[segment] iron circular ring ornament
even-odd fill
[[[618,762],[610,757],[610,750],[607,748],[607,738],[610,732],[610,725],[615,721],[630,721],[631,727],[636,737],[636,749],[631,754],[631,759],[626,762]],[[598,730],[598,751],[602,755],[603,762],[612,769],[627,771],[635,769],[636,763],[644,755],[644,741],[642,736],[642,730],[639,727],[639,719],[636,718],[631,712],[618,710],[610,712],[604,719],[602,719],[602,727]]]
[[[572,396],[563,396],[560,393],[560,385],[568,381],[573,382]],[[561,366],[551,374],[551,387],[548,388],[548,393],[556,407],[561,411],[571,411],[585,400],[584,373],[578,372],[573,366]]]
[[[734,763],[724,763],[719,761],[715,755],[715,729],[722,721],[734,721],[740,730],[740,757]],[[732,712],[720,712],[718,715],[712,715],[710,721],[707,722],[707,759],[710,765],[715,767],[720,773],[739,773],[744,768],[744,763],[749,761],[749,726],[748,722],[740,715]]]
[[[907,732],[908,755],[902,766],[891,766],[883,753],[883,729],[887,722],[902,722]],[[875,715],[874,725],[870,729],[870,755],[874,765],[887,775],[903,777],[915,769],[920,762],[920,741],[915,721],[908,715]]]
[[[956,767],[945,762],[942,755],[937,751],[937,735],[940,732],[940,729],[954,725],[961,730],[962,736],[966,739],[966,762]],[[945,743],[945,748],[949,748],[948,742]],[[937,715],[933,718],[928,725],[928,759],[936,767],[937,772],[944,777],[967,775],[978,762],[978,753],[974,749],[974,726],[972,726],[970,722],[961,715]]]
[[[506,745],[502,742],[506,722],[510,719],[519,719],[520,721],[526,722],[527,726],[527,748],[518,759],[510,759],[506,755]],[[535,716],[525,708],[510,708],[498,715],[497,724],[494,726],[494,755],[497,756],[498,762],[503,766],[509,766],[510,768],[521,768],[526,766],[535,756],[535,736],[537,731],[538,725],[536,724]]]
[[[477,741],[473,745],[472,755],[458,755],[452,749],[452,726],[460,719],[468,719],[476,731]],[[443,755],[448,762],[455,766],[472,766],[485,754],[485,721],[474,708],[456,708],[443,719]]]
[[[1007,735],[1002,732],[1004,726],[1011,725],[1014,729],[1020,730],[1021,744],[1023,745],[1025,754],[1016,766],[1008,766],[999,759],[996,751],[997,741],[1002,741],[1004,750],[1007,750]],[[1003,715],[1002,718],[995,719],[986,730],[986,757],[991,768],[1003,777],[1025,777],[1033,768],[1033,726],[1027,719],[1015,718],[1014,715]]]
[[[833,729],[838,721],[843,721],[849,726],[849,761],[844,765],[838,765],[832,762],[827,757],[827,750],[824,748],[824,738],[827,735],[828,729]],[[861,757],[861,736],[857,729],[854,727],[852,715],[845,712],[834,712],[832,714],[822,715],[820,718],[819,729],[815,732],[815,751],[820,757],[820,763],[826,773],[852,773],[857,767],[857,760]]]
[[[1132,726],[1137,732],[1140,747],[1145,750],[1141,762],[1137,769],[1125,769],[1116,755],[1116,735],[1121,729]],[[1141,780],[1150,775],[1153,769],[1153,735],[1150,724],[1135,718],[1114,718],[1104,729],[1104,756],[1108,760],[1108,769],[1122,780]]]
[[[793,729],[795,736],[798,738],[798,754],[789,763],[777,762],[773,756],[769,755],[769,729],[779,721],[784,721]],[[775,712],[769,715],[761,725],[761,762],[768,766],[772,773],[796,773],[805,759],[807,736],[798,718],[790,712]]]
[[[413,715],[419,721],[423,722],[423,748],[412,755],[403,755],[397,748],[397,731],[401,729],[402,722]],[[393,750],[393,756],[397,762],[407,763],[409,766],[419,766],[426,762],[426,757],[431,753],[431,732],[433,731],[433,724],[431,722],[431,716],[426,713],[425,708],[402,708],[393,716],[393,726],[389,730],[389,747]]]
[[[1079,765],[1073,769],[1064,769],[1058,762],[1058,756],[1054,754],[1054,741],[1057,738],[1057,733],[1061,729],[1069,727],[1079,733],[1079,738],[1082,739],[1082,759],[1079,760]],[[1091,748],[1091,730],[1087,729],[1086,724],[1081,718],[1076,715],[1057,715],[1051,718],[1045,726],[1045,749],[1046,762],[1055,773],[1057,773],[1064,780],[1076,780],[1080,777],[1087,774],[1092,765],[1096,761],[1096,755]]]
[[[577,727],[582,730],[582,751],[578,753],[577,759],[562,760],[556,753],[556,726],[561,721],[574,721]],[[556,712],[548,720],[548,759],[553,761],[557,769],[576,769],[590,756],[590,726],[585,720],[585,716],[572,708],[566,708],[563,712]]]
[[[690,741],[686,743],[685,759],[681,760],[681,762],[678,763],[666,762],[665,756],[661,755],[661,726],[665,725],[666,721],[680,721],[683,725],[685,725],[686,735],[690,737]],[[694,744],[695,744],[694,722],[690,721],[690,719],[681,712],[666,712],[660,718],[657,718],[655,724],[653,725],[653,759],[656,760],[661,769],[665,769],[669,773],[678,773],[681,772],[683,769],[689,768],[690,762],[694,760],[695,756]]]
■ ■ ■ ■
▶ The problem
Give only the number of lines in the items above that contain the word "circular".

▶ Written response
1